• ACTIVITY: Look at the entries below and reproduce them exactly.

• SUPPLIED INFORMATION:

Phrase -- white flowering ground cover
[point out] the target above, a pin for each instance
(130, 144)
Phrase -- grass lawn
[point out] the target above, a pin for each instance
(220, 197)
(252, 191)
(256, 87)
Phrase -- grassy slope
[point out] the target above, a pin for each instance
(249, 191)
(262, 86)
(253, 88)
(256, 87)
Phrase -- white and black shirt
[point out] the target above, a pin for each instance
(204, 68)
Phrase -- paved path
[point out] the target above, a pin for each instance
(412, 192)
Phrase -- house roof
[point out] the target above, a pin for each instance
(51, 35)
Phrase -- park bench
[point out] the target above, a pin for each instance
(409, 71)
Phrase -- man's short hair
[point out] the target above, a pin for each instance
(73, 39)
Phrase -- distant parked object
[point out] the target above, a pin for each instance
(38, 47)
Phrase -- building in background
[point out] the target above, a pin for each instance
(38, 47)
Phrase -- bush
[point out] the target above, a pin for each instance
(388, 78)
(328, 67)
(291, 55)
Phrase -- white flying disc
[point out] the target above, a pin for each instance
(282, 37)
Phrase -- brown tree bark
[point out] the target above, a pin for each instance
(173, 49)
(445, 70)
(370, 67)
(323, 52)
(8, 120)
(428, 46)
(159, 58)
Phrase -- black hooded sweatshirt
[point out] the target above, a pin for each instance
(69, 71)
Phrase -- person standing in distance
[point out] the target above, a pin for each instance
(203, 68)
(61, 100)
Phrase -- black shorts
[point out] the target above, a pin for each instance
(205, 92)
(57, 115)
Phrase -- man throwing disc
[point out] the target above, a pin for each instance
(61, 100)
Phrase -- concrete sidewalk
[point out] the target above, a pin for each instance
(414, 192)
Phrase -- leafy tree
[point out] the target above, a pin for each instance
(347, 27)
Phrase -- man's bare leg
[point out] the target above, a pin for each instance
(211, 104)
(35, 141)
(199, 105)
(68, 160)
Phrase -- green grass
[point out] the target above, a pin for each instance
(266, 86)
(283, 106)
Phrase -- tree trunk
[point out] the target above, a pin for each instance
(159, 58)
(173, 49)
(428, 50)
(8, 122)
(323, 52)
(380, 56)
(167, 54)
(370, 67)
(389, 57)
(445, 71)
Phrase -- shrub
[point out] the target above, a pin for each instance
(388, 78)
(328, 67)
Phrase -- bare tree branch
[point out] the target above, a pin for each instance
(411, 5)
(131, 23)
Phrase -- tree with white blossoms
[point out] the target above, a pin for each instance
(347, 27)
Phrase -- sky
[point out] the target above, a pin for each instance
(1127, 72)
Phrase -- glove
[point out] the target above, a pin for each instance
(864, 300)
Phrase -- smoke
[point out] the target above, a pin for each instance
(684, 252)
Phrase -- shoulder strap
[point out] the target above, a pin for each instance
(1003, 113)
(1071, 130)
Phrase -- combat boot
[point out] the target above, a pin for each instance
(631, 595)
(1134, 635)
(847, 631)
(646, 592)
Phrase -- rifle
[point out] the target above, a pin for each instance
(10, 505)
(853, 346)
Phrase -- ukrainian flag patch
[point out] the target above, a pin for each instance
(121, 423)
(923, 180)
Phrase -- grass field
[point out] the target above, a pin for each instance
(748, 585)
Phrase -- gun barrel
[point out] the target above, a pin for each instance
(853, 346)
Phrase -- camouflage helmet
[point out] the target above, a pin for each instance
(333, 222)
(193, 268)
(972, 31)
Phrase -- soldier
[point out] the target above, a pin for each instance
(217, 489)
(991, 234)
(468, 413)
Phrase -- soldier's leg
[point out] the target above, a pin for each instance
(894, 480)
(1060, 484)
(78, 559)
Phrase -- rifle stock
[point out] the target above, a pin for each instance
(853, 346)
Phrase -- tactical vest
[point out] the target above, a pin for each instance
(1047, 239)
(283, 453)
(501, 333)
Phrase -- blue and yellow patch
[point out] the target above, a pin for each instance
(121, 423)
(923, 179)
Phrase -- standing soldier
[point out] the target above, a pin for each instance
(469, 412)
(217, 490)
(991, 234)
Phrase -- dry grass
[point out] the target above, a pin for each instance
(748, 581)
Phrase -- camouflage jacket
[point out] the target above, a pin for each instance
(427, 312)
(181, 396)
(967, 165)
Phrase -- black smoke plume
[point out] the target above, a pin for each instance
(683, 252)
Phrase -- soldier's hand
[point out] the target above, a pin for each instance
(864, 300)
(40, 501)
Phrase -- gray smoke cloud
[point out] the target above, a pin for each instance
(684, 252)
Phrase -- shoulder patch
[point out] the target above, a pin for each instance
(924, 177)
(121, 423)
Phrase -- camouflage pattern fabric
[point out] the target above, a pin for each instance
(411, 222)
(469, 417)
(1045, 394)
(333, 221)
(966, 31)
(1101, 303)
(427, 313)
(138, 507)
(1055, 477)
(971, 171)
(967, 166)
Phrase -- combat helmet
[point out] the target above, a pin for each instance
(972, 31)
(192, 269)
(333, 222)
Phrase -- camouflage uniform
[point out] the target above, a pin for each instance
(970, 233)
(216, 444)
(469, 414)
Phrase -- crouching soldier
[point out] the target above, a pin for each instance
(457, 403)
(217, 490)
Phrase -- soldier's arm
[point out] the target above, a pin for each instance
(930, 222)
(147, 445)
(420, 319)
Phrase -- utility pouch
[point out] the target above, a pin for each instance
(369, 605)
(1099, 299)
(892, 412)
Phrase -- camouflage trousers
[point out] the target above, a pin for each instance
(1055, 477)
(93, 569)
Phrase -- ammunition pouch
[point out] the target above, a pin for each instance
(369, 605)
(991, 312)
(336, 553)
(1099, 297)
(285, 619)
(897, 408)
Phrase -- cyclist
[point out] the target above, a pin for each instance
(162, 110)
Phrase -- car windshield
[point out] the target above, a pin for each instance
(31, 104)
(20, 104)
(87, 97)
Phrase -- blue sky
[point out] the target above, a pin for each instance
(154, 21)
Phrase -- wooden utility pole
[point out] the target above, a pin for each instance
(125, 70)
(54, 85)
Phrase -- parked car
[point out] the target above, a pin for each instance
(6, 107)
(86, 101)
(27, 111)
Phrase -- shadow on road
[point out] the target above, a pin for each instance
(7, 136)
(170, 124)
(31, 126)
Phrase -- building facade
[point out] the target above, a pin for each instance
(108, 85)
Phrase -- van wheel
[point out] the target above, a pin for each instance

• REPLY:
Phrase -- white flowering ground cover
[point out] the target above, a pin for each instance
(130, 144)
Phrase -- grass lawn
[point out] the target above, a pin for each instance
(220, 197)
(252, 191)
(256, 87)
Phrase -- grassy slope
[point out] the target above, a pin for each instance
(249, 191)
(262, 86)
(253, 88)
(256, 87)
Phrase -- white and black shirt
[point out] the target above, a pin for each instance
(204, 68)
Phrase -- paved path
[point out] the target above, a pin for each instance
(412, 192)
Phrase -- house roof
[point out] the target above, a pin for each instance
(51, 35)
Phrase -- park bench
[point out] the target above, a pin for each instance
(409, 71)
Phrase -- man's short hair
[point out] the target above, a pin for each instance
(73, 39)
Phrase -- distant parked object
[point out] the target above, a pin for each instance
(38, 47)
Phrase -- building in background
[point out] the target above, a pin for each instance
(38, 47)
Phrase -- bush
[point out] the target above, a pin for each instance
(388, 78)
(328, 67)
(291, 55)
Phrase -- white flying disc
[point out] the target above, a pin for each instance
(282, 37)
Phrase -- brown tree bark
[point out] the target above, a pin for each instance
(173, 49)
(445, 70)
(370, 67)
(323, 52)
(8, 120)
(428, 46)
(159, 58)
Phrase -- black hooded sweatshirt
[point out] the target above, a pin for each instance
(69, 71)
Phrase -- person standing in distance
[point out] the target above, a pin for each instance
(203, 68)
(61, 100)
Phrase -- black shorts
[point out] the target above, a pin for each instance
(205, 92)
(57, 115)
Phrase -- man throwing disc
[point out] the target above, a pin for each instance
(61, 100)
Phrase -- concrete sidewalk
[point out] the target above, a pin for each instance
(414, 192)
Phrase -- leafy tree
[point out] the target above, a pin for each instance
(347, 27)
Phrase -- man's bare leg
[point out] the target above, a pin for each instance
(211, 104)
(35, 141)
(199, 105)
(68, 160)
Phrase -- green grass
[point out] the target above, a pin for each instance
(266, 86)
(283, 106)
Phrase -- tree trunk
[point out] the target above, a pin for each instance
(159, 58)
(173, 49)
(428, 50)
(8, 122)
(323, 52)
(380, 56)
(167, 54)
(370, 67)
(389, 57)
(445, 71)
Phrase -- shrub
[point out] the target above, a pin for each instance
(388, 78)
(328, 67)
Phrase -- bare tree branch
[point out] the target above, a pin for each instance
(411, 5)
(131, 23)
Phrase -- tree with white blossoms
[point out] the target above, a pin for each instance
(347, 27)
Phrase -- sky
[point out] the target above, a pin for each instance
(1127, 72)
Phrase -- glove
[point out] the target above, a pin for each instance
(864, 300)
Phrase -- smoke
[point out] the target above, a pin for each instance
(684, 252)
Phrase -- shoulder strap
[point out] the target above, a pin for each instance
(1003, 113)
(1071, 130)
Phrase -- combat boot
[point out] the target above, a pin for each instance
(631, 595)
(1134, 635)
(847, 631)
(646, 592)
Phrase -- rifle
[point out] the target above, a pin for each instance
(10, 505)
(853, 346)
Phrase -- ukrainian flag patch
[point out] the target above, a pin for each instance
(121, 423)
(923, 180)
Phrase -- grass field
[point out] the target above, a pin for each instance
(748, 585)
Phrase -- gun barrel
[point out] the target above, a pin for each instance
(853, 346)
Phrase -- camouflage helmet
[point out] the target above, a pin for each instance
(333, 222)
(193, 268)
(972, 31)
Phrase -- soldier
[point out] the target above, a pin for each instance
(217, 489)
(991, 234)
(468, 413)
Phrase -- soldier's leg
[point out] the target above, a pin for each instance
(894, 480)
(1060, 484)
(78, 559)
Phrase -- rifle stock
[point out] the target above, a pin for each instance
(853, 346)
Phrase -- tactical vest
[point out] the target above, a pin for each instance
(1047, 239)
(283, 453)
(501, 333)
Phrase -- blue and yellow patch
[point out] the target above, a pin for each instance
(121, 423)
(923, 179)
Phrase -- standing soldier
[point out] the target above, a pin for each instance
(469, 412)
(217, 490)
(991, 234)
Phrase -- dry grass
[point out] the target above, a pin for each instance
(748, 581)
Phrase -- camouflage jacket
[point out] the target above, a pin for each instance
(427, 312)
(181, 396)
(967, 165)
Phrase -- black smoke plume
[point out] the target above, a pin for each instance
(683, 252)
Phrase -- soldier's hand
[point out] the target above, a pin for each instance
(864, 300)
(40, 501)
Phrase -- gray smoke cloud
[point out] the target above, a pin for each instance
(684, 252)
Phrase -- shoulder patch
[point out] the target above, a pin for each instance
(924, 177)
(121, 423)
Phrase -- camouflage pattern fabric
[point out] the target above, a pin for each instance
(411, 222)
(469, 417)
(1045, 394)
(333, 221)
(966, 31)
(1101, 303)
(427, 313)
(138, 507)
(1055, 477)
(971, 171)
(967, 166)
Phrase -- combat helmet
[point out] the target above, a pin for each instance
(972, 31)
(192, 269)
(333, 222)
Phrase -- camouflage uniform
[point out] the target above, a pin for each instance
(970, 233)
(216, 444)
(469, 414)
Phrase -- crouching soldier
[point out] the target above, a pin for each instance
(457, 403)
(217, 490)
Phrase -- soldier's arm
[point out] the target above, a pin for each instance
(930, 222)
(147, 445)
(420, 319)
Phrase -- utility pouch
[point out] the target above, a pin for each instance
(369, 605)
(1099, 299)
(892, 412)
Phrase -- camouflage trousers
[point out] the target above, a pin for each instance
(1055, 477)
(93, 569)
Phrase -- ammunition pouch
[point out] the target above, a pin for each instance
(369, 605)
(991, 312)
(336, 553)
(1099, 297)
(285, 619)
(897, 408)
Phrase -- cyclist
[point out] the target above, a pin for each instance
(162, 110)
Phrase -- car windshield
[point out] the target above, a pin for each instance
(31, 104)
(20, 104)
(87, 97)
Phrase -- blue sky
[point out] the target above, a pin for each instance
(154, 21)
Phrase -- wooden utility pole
[point out] the target above, a pin for each instance
(125, 70)
(54, 85)
Phrase -- parked car
[point out] the target above, a pin for each instance
(6, 107)
(86, 101)
(27, 111)
Phrase -- shadow on road
[point out] the target above, a pin for each instance
(7, 136)
(170, 124)
(31, 126)
Phrase -- building facade
[point out] the target above, a pin for each instance
(108, 85)
Phrase -- van wheel
[point out] the target above, a pin for each instance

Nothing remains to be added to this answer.